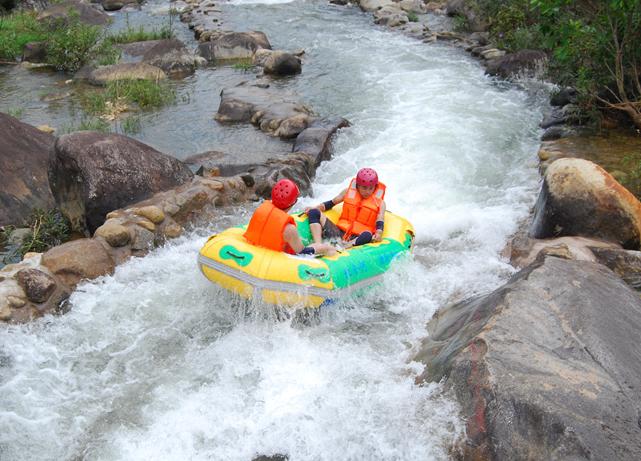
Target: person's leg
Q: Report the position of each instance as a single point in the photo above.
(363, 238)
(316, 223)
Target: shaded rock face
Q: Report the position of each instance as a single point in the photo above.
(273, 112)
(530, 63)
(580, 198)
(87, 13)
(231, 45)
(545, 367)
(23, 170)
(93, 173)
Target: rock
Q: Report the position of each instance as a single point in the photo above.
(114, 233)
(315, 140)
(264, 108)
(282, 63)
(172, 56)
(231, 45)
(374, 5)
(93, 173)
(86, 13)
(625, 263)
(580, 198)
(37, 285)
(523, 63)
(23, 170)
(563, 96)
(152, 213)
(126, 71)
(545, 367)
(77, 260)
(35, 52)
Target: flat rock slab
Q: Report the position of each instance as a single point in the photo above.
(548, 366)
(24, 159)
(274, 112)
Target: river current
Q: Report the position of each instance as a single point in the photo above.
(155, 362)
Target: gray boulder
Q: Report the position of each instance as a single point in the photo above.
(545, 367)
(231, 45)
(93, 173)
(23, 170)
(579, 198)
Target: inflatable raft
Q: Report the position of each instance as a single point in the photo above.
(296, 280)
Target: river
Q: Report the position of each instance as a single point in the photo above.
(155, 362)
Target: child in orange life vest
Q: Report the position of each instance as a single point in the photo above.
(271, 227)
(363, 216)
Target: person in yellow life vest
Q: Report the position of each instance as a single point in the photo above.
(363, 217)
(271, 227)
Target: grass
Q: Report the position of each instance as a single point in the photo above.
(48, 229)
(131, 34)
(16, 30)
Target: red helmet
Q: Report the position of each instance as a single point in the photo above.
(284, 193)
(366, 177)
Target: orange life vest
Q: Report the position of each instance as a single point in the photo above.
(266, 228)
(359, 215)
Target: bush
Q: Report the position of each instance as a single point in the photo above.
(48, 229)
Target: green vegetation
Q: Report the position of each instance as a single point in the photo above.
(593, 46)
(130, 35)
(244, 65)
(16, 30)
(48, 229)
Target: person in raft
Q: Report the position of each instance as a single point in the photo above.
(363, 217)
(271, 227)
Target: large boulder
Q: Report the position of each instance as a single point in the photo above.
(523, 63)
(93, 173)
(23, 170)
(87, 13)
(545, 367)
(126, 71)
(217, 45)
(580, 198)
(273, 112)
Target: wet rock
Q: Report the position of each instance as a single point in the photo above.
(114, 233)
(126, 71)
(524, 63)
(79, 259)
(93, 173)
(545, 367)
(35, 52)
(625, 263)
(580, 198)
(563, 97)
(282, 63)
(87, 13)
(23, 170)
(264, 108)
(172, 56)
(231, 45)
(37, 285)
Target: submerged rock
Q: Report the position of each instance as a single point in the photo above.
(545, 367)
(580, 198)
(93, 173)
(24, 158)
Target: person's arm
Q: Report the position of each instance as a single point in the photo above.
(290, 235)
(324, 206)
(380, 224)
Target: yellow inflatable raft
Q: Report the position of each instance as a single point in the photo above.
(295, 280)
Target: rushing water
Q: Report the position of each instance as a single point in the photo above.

--- --- ---

--- How to complete this task ---
Please give the records again word for word, omitting all images.

--- Problem solution ---
Target: person's leg
Q: Report the position of each instance as a single point in the photo above.
(363, 238)
(316, 223)
Target: shaded rock face
Q: Report the position of each instance as a single point in the photo above.
(273, 112)
(530, 63)
(580, 198)
(87, 13)
(231, 45)
(545, 367)
(23, 170)
(93, 173)
Target: rock
Q: Report the position of each instance as a single point in the photo above.
(114, 233)
(315, 140)
(264, 108)
(282, 63)
(172, 56)
(231, 45)
(374, 5)
(93, 173)
(86, 13)
(625, 263)
(580, 198)
(37, 285)
(523, 63)
(23, 170)
(563, 96)
(152, 213)
(126, 71)
(545, 367)
(77, 260)
(35, 52)
Target: flat rock slab
Q: Report the position of each instance as a single point in the photo above.
(548, 366)
(24, 159)
(274, 112)
Target: river current
Q: Report the position of each instance as a single point in the photo above.
(155, 362)
Target: gray boulder
Q: Report the position of each instance as a single point in the photo above.
(545, 367)
(231, 45)
(93, 173)
(23, 170)
(579, 198)
Target: inflatable raft
Q: Report the position of each instance as a single point in the photo above.
(296, 280)
Target: river
Q: Report the position of each instance as a single point in the photo above.
(155, 362)
Target: child in orange life vest
Q: Report the position of each instance as a single point in the photo above.
(271, 227)
(363, 216)
Target: person in yellow life vest
Q: Report the position of each instance as a single point in the photo above.
(363, 217)
(271, 227)
Target: grass
Q: Report the position of each instance as a single point in the photo above.
(48, 229)
(131, 34)
(16, 30)
Target: red helmet
Q: Report the position of each instance as a single point in the photo above.
(284, 193)
(366, 177)
Target: orange life vest
Q: Report the position of each instance as a single point in the photo above.
(266, 228)
(359, 215)
Target: bush
Q: Report the position of each instance as a single point in the photo above.
(48, 229)
Target: green vegetation
Q: Report the position of each instance as a single point in the photo above.
(593, 46)
(130, 35)
(244, 65)
(16, 30)
(48, 229)
Target: person in raft
Q: Report the position of each instance as a single point in the photo above.
(363, 217)
(271, 227)
Target: large boulder
Q: Report the position of each instance as a single point in the photo above.
(523, 63)
(93, 173)
(23, 170)
(87, 13)
(545, 367)
(126, 71)
(217, 45)
(580, 198)
(273, 112)
Target: wet rock
Q: Report the position of each instance as a single point in the photo above.
(114, 233)
(126, 71)
(524, 63)
(79, 259)
(93, 173)
(545, 367)
(35, 52)
(625, 263)
(580, 198)
(563, 97)
(282, 63)
(87, 13)
(23, 170)
(264, 108)
(172, 56)
(231, 45)
(37, 285)
Target: submerged rock
Q: Report the position of each instance as a single point in the photo above.
(545, 367)
(580, 198)
(93, 173)
(24, 158)
Target: person's arm
Q: Report the position of each instance as a single point in the photo above.
(290, 235)
(324, 206)
(380, 224)
Target: yellow inflatable raft
Q: Report the position of each instance as a single point in the photo above.
(295, 280)
Target: rushing water
Q: Report the position of each instance as a single point in the photo above.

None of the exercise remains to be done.